> **What is being asked**
Reproduce every one of the items below word for word, line by line, with no changes.

▼

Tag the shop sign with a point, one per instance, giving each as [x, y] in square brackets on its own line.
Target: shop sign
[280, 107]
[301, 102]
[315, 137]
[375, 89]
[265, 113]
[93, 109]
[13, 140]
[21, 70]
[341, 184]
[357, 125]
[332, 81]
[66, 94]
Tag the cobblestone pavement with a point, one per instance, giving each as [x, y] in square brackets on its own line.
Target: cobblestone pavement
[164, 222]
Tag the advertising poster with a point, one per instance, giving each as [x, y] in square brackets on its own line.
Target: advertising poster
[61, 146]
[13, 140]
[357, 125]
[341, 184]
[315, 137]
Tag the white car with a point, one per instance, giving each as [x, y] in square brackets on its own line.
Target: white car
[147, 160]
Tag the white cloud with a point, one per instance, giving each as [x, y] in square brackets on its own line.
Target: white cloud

▲

> **Task answer**
Tag the shop sign with a point, one per instance, giving each as [x, y] in square brackets on its own line.
Target: shop sign
[280, 107]
[301, 102]
[315, 137]
[375, 89]
[265, 113]
[93, 109]
[13, 140]
[21, 70]
[341, 184]
[357, 125]
[332, 81]
[66, 94]
Tag the cobblestone pavement with a point, one per instance, giving each as [x, y] in square brackets on its own line.
Target: cobblestone pavement
[164, 222]
Tag the advertising poster with a point, one per instance, giving each as [x, y] in square brackets on its own line.
Target: advertising poster
[61, 146]
[13, 140]
[357, 125]
[341, 184]
[315, 137]
Tag the white car with a point, one per instance, giving each as [x, y] in square brackets on its own line.
Target: white car
[147, 160]
Tag the white cloud with a point, one per instance, giving each as [x, y] in square brackets on its own line.
Target: white cloud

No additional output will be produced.